▶ [Excerpt to read]
Install globally and start with the onboarding command:

npm install -g @15syedd/omnibridge
omnibridge onboard

# 1. Clone and install
git clone https://github.com/SyedDaiam9101/omnibridgemcp.git
cd omnibridgemcp
npm install && npm run build

# 2. Configure
cp .env.example .env
# Set ATTESTATION_SECRET to a random string of 32+ characters in .env

# 3. Add to Claude Desktop (stdio mode)
# In claude_desktop_config.json:
{
  "mcpServers": {
    "omnibridge": {
      "command": "node",
      "args": ["/path/to/omnibridgemcp/dist/index.js"],
      "env": { 
        "ATTESTATION_SECRET": "your-secret-key-here",
        "CONTAINER_MEMORY_LIMIT": "512m",
        "CONTAINER_CPU_LIMIT": "1.0",
        "DOCKER_RUNTIME": "runc",
        "DOCKER_SOCKET_PATH": "//./pipe/dockerDesktopLinuxEngine"
      }
    }
  }
}

# 4. Or run as an HTTP server (cloud agents)
MCP_TRANSPORT=http PORT=3000 ATTESTATION_SECRET=your-secret node dist/index.js

Once connected, your agent can call sandbox_create → sandbox_exec → sandbox_destroy. Every sandbox_exec returns a signed receipt alongside the output.

▶ [Problem A] What length do the omnibridge setup instructions require for the ATTESTATION_SECRET value in .env?
▶ [Problem B] List every environment variable set in the "env" block of the claude_desktop_config.json example in the omnibridge setup instructions.
▶ [Problem C] Write a continuation of the omnibridge setup instructions, starting after their last sentence.

(Saved entries)
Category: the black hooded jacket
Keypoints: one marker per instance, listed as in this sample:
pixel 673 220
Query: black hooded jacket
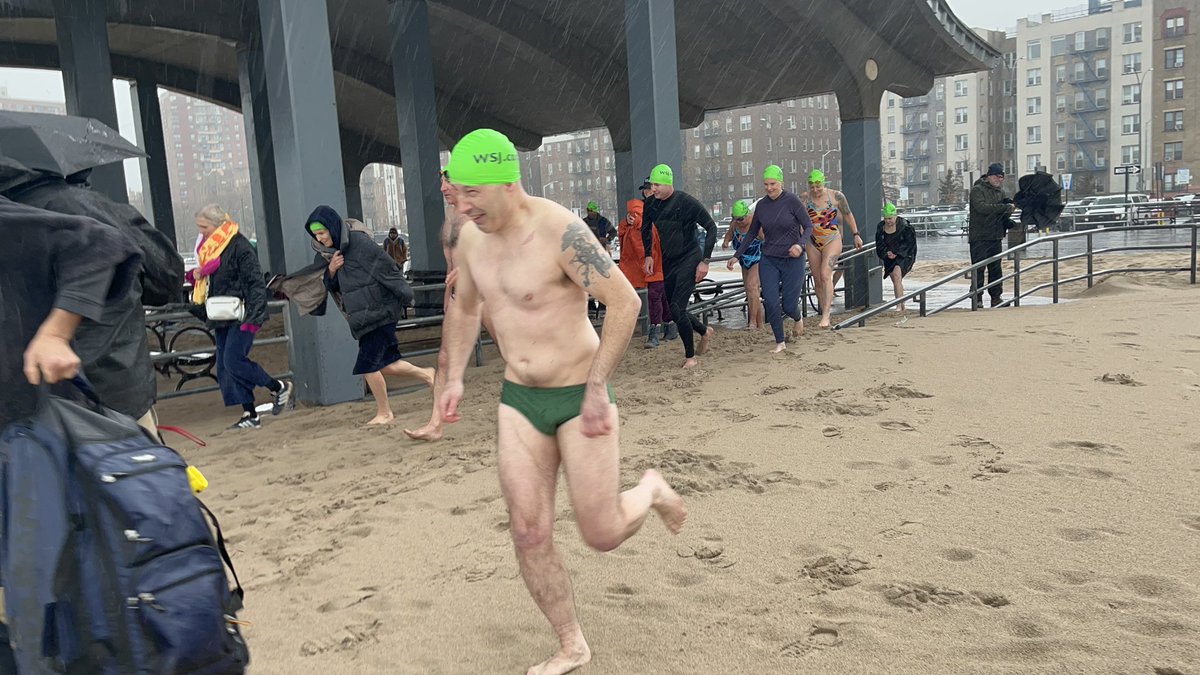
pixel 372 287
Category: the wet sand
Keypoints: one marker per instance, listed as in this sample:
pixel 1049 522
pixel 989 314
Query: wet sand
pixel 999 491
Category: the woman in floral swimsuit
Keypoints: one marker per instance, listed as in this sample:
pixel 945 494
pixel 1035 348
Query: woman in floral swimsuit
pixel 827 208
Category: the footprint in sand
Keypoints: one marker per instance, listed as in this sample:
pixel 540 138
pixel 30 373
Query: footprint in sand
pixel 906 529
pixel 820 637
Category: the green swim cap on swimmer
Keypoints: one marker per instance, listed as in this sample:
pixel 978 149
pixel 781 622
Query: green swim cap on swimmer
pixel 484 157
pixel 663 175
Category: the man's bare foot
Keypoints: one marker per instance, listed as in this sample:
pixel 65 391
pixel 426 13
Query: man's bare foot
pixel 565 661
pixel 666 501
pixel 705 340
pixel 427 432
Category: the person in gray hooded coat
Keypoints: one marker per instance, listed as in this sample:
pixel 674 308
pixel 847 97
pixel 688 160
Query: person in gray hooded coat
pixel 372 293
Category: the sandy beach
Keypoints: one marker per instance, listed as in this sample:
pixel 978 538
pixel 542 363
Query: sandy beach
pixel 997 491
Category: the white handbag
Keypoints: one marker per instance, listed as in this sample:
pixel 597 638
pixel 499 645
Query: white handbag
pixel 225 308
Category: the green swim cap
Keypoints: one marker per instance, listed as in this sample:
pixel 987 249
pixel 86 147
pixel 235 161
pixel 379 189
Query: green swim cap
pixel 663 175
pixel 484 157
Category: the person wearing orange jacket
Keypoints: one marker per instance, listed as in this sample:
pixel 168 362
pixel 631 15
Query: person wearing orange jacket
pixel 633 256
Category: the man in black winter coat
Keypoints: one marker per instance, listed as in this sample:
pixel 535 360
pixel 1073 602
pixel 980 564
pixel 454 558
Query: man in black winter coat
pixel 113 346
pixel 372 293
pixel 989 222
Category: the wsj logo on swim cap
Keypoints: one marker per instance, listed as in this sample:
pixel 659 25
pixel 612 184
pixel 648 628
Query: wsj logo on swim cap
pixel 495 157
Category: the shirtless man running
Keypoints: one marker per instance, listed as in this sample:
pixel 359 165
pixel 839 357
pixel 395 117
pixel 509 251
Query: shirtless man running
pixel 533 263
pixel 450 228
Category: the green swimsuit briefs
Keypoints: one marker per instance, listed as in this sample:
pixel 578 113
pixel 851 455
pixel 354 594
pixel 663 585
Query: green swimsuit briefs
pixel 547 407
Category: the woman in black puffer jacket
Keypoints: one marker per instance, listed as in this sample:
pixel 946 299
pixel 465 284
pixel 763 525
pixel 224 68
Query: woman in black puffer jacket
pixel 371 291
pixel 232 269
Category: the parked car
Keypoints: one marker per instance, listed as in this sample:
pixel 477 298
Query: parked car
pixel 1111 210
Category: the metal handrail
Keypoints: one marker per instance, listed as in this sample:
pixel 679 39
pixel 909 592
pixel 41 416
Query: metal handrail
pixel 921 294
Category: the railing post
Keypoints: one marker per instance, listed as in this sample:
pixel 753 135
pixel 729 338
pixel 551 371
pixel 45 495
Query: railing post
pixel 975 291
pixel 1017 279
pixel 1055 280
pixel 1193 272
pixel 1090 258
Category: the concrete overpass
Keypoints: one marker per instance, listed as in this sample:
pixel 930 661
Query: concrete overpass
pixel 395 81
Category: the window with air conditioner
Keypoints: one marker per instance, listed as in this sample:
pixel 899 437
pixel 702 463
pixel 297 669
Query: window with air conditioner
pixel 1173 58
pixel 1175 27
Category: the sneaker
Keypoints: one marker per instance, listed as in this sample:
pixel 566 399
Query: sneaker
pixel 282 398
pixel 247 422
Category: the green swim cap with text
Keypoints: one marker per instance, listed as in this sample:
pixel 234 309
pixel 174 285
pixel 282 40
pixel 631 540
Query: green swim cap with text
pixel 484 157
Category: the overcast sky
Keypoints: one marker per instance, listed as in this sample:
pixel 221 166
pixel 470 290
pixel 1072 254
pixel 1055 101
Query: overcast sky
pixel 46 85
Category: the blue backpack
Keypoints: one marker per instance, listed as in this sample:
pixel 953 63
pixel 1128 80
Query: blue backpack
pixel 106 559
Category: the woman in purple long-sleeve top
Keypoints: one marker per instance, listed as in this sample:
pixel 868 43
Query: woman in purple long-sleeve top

==

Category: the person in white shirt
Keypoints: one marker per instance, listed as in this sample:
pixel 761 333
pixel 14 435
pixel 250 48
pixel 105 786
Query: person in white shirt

--

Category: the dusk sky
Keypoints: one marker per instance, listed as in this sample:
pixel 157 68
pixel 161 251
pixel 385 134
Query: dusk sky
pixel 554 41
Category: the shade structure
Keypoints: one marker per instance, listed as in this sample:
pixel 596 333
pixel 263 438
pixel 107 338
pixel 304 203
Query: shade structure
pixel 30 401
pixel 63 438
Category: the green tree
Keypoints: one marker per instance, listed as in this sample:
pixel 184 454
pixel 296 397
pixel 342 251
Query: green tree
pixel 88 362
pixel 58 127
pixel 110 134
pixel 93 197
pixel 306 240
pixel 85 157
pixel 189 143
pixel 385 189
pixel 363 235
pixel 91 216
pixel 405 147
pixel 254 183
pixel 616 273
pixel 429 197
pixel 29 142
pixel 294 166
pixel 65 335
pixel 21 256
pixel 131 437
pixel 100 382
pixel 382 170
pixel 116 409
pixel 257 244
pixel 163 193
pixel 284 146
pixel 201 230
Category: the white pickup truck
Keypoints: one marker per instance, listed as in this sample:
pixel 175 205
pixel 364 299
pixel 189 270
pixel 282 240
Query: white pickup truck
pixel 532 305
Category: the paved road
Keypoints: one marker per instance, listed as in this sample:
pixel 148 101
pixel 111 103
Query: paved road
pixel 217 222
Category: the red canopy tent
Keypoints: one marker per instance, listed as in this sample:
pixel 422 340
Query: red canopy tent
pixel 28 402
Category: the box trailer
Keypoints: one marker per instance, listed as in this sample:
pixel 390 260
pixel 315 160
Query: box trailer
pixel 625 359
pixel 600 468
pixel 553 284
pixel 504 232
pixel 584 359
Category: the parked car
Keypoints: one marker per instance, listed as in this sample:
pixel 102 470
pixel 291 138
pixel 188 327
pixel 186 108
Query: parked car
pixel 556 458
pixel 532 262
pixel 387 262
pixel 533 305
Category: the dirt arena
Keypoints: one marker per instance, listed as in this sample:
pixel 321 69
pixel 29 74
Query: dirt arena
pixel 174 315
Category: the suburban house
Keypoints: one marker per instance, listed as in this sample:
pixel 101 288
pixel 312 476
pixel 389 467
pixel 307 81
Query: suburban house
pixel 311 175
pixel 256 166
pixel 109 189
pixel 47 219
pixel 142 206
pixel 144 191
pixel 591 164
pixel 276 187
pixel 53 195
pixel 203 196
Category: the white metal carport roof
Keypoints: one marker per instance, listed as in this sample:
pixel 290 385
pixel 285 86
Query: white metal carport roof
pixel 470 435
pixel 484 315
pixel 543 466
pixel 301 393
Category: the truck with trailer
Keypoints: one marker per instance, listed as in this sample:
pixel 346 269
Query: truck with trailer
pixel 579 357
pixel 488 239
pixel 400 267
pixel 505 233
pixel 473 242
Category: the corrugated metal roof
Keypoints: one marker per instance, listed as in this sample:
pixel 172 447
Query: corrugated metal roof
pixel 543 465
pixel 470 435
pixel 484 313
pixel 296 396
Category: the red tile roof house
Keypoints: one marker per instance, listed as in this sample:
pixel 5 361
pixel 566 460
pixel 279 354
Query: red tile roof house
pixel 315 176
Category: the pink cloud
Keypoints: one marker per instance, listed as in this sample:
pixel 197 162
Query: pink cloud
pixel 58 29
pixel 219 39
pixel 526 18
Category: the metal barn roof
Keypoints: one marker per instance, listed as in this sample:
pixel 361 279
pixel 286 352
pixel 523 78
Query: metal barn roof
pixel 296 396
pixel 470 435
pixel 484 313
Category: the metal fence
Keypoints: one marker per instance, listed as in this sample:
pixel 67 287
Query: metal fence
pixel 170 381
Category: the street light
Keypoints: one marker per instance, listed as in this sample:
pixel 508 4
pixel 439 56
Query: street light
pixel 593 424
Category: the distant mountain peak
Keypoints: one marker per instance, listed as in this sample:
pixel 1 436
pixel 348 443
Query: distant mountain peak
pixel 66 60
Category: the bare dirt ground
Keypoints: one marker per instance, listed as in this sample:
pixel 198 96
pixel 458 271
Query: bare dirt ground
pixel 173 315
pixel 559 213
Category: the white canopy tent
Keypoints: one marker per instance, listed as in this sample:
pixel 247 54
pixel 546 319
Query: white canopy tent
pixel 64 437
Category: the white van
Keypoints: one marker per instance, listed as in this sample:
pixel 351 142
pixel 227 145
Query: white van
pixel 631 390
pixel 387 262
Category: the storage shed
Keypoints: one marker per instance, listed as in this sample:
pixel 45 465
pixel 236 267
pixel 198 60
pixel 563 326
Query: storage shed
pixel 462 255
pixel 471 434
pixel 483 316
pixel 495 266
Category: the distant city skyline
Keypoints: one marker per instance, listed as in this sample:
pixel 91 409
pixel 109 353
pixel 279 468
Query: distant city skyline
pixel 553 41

▶ [Result A] It must be a random string of 32 or more characters.

▶ [Result B] ATTESTATION_SECRET, CONTAINER_MEMORY_LIMIT, CONTAINER_CPU_LIMIT, DOCKER_RUNTIME, DOCKER_SOCKET_PATH

▶ [Result C]
Table of Contents

1. Project Overview

2. Project Structure

3. Architecture Overview

4. Core Pillars

5. Tool Reference

6. Configuration Reference

7. Environment Variables

8. Transport Modes

9. Security Model

10. Attestation & Audit Trail

11. Error Handling

12. Deployment Guide

13. Client Integration Examples

14. Roadmap

15. Contributing

16. License

1. Project Overview

What is OmniBridge?

OmniBridge is a Model Context Protocol (MCP) server that functions as a sandboxed execution layer for AI agents. While most MCP servers focus on reading documentation or writing code, OmniBridge solves the harder problem: giving agents a safe, isolated environment where they can actually run and verify their work before it reaches production.

The Problem It Solves

The bottleneck in AI-assisted development is no longer generating code — it is trusting the output. Agents can write a database migration, a deployment script, or a security patch, but there is no standard, verifiable way to prove that the code actually does what it claims before a human merges it. OmniBridge closes this gap.

The Three Pillars

Who Is This For?

OmniBridge is designed for engineering teams integrating AI agents into deployment pipelines, CI/CD workflows, and infrastructure automation — particularly teams where autonomous agent actions need to be reviewable and reproducible.

2. Project Structure

omnibridge-mcp-server/
│
├── docker/
│   ├── docker-compose.yml          # Orchestration with gVisor runtime
│   ├── docker-compose.dev.yml      # Development overrides (no gVisor required)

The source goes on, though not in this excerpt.